*Listed entries*
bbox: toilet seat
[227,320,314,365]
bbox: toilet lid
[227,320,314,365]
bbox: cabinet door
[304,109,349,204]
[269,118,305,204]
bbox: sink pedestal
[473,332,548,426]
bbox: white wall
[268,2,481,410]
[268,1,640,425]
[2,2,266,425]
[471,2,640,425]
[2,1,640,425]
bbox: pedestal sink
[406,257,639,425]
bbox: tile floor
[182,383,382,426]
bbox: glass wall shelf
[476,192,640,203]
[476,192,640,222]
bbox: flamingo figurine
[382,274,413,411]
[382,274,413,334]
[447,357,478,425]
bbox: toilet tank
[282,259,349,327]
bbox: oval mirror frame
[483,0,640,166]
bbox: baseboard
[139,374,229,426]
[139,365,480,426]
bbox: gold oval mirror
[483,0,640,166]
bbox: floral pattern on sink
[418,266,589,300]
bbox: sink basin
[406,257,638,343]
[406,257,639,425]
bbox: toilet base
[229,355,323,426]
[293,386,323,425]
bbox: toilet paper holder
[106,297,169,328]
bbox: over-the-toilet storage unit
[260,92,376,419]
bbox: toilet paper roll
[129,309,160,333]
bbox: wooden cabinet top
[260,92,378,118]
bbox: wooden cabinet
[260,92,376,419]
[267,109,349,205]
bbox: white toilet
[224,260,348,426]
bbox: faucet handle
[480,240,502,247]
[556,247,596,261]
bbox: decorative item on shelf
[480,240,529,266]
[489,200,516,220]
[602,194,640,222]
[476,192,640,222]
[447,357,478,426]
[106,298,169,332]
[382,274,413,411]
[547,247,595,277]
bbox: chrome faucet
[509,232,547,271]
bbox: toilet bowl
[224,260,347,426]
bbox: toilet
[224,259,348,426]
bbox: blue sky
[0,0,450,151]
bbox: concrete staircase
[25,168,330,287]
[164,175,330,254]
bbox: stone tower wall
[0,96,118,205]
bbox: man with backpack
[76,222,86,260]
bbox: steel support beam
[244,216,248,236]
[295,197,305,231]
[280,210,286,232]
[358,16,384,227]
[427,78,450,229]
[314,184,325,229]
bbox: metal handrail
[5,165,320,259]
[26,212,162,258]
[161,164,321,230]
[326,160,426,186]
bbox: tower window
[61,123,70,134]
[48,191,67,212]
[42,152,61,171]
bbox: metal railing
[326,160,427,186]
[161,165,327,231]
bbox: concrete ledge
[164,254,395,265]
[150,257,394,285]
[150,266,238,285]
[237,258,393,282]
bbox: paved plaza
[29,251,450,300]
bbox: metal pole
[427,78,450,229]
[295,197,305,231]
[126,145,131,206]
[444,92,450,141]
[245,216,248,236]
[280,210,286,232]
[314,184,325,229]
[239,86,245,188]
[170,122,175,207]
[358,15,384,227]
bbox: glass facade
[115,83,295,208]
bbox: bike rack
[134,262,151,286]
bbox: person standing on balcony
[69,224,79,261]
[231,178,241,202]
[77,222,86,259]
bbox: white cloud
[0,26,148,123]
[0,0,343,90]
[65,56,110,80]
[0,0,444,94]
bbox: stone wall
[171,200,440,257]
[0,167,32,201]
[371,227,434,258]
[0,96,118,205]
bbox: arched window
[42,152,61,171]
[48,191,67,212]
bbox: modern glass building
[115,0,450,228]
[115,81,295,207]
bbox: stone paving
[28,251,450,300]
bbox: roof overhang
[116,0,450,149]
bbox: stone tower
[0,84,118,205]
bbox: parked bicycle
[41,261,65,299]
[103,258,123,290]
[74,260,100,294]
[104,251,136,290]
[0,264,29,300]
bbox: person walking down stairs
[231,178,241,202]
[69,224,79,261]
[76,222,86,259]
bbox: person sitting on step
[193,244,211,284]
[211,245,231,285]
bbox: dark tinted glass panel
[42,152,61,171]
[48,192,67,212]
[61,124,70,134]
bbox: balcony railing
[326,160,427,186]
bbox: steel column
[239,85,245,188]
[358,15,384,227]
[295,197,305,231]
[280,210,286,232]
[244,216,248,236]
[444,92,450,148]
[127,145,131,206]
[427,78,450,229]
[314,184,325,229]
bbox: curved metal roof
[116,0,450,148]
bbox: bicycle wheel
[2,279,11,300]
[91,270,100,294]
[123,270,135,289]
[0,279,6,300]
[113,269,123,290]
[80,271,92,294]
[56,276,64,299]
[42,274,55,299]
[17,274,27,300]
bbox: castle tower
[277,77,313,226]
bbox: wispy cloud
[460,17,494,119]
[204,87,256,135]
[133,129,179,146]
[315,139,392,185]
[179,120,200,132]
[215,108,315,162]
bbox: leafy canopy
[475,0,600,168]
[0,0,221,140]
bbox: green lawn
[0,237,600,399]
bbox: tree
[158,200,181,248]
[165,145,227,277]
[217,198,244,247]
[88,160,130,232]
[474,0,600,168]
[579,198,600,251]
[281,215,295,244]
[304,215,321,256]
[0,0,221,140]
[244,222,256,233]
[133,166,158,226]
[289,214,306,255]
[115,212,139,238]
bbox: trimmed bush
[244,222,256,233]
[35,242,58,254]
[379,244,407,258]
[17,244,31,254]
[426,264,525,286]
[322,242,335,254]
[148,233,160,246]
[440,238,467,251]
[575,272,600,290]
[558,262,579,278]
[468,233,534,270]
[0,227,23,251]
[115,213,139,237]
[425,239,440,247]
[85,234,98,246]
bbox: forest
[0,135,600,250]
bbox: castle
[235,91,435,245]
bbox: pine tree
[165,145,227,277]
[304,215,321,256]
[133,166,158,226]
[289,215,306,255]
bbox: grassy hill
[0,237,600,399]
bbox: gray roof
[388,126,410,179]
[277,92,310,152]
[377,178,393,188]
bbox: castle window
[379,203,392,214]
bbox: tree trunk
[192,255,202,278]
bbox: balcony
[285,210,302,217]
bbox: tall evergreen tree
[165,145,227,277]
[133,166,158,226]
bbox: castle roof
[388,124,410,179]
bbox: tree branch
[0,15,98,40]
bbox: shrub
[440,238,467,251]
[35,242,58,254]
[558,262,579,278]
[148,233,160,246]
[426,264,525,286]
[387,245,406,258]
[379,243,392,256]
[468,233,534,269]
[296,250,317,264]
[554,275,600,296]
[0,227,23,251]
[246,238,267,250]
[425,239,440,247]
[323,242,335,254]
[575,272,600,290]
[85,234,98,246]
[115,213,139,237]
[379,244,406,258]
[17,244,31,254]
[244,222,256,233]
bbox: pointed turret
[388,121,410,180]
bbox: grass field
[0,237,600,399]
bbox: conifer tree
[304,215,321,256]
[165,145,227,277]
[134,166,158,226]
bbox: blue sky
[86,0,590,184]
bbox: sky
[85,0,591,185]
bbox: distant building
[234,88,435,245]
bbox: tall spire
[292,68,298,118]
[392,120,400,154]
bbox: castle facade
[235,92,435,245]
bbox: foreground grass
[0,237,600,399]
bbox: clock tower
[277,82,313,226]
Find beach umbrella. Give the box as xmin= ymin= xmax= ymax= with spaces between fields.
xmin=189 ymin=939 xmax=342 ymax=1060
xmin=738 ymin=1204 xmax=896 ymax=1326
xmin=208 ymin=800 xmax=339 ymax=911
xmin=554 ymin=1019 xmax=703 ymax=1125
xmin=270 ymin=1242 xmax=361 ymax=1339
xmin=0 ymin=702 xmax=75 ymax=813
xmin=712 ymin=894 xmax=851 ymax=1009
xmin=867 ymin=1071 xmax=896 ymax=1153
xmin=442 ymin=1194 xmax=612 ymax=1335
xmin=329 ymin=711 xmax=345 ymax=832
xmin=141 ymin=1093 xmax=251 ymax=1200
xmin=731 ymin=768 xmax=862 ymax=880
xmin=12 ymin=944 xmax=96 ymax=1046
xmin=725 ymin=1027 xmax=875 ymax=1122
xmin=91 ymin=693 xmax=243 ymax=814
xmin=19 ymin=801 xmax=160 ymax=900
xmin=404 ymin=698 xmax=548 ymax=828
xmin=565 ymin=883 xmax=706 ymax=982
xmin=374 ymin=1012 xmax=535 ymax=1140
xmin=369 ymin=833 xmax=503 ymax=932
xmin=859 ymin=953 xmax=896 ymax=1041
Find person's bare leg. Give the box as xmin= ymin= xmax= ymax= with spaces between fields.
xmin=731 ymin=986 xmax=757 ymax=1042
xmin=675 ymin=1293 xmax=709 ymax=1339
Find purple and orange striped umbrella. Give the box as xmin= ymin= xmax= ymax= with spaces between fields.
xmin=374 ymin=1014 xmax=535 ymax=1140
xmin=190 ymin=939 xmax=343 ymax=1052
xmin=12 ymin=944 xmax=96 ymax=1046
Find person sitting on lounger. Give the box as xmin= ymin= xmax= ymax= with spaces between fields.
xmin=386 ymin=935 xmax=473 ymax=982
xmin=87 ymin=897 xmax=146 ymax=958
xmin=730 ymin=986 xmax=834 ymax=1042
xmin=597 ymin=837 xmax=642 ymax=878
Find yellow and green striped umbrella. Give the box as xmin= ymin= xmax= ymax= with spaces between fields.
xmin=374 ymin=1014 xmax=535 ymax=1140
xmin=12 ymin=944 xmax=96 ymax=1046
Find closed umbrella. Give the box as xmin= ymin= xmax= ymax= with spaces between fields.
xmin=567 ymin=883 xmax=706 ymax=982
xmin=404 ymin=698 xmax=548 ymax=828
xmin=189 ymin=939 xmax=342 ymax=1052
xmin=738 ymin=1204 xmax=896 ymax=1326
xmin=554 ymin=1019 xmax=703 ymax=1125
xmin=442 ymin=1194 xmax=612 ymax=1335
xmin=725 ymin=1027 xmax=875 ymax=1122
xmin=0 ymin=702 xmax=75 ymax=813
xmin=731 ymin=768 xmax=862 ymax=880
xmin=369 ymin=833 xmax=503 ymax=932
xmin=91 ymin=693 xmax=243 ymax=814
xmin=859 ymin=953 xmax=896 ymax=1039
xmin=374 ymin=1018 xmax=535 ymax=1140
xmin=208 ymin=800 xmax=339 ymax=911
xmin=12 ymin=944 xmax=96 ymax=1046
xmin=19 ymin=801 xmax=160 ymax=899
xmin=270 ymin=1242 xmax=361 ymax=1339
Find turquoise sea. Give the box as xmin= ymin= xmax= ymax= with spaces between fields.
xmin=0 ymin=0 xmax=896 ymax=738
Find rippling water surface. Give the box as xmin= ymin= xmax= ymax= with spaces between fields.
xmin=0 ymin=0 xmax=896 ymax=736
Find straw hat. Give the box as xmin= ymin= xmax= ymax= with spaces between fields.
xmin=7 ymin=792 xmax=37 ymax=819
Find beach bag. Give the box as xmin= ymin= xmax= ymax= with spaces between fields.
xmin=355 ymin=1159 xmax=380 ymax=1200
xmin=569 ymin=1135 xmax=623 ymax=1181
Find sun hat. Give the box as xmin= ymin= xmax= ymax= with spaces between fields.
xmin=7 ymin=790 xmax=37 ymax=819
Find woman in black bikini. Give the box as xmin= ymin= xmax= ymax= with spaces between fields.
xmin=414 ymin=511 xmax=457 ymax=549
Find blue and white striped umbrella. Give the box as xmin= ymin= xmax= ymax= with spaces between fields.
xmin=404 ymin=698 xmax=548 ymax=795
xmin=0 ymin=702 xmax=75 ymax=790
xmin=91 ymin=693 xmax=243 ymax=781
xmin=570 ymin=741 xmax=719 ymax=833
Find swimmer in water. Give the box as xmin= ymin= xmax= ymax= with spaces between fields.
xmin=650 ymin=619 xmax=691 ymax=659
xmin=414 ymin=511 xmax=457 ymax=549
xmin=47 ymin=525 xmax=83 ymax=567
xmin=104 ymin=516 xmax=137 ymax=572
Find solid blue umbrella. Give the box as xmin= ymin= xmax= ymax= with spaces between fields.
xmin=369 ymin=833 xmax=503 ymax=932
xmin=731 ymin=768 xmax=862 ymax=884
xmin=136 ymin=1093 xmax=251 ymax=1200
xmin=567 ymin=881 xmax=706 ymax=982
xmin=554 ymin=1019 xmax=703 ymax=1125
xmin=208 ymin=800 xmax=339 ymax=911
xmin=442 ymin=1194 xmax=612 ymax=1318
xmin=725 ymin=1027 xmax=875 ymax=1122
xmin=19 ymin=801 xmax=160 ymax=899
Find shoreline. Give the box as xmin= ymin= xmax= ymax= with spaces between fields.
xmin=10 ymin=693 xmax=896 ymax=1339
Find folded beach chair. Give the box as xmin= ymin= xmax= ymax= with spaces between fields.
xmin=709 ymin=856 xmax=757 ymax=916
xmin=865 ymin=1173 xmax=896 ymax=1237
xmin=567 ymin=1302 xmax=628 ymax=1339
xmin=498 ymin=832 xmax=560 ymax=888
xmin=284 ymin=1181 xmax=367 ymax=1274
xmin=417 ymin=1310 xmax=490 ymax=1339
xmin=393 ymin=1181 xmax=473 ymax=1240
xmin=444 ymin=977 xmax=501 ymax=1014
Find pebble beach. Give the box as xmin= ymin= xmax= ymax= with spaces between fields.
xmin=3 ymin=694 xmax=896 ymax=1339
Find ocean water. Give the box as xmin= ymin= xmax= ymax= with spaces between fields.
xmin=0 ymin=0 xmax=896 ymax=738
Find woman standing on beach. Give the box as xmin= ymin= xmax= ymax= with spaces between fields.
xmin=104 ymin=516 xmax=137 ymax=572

*Stated problem*
Can you reproduce everything from the line containing "Find woman standing" up to and including the last line of the data, keeping the request lines unchanged but scaling every box coordinate in the answers by 2.1 and rounding to whole numbers, with halves rounded up?

*Written solution*
Find woman standing on beach. Give the box as xmin= ymin= xmax= ymax= with spaces between fields.
xmin=218 ymin=1084 xmax=288 ymax=1201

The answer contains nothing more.